What you need to do:
Copy the material below exactly, but only from the line with "Exercise. Point out the weathered" onward, the final line included.

Available data:
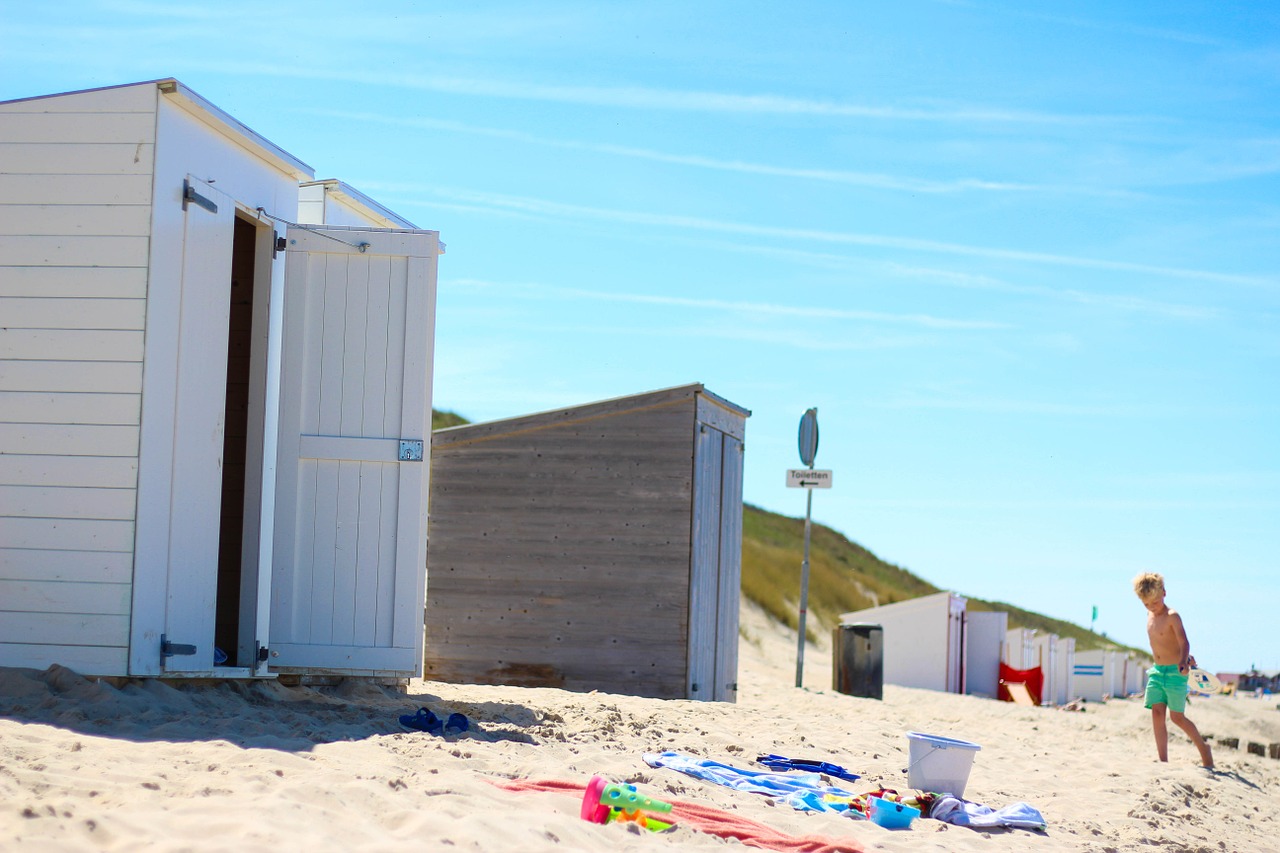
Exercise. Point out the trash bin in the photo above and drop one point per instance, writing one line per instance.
(858, 660)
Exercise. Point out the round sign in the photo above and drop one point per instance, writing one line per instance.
(809, 437)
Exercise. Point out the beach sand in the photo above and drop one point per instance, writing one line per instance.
(236, 766)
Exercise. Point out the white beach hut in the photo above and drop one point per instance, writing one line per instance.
(1095, 674)
(1045, 656)
(1064, 667)
(983, 646)
(1019, 651)
(924, 641)
(205, 469)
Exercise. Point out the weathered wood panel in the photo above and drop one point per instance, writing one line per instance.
(96, 377)
(74, 188)
(67, 534)
(109, 345)
(39, 407)
(69, 439)
(95, 282)
(92, 566)
(80, 658)
(64, 629)
(78, 128)
(96, 220)
(68, 470)
(558, 553)
(90, 158)
(60, 597)
(73, 251)
(40, 502)
(35, 313)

Task result:
Exercise. Point out the weathered wood panel in the photo above and drop one point per instance, writing one line per instance.
(96, 377)
(74, 188)
(67, 534)
(109, 345)
(39, 407)
(69, 439)
(95, 282)
(92, 566)
(80, 658)
(64, 629)
(78, 128)
(96, 220)
(68, 470)
(558, 553)
(90, 158)
(60, 597)
(73, 251)
(40, 502)
(35, 313)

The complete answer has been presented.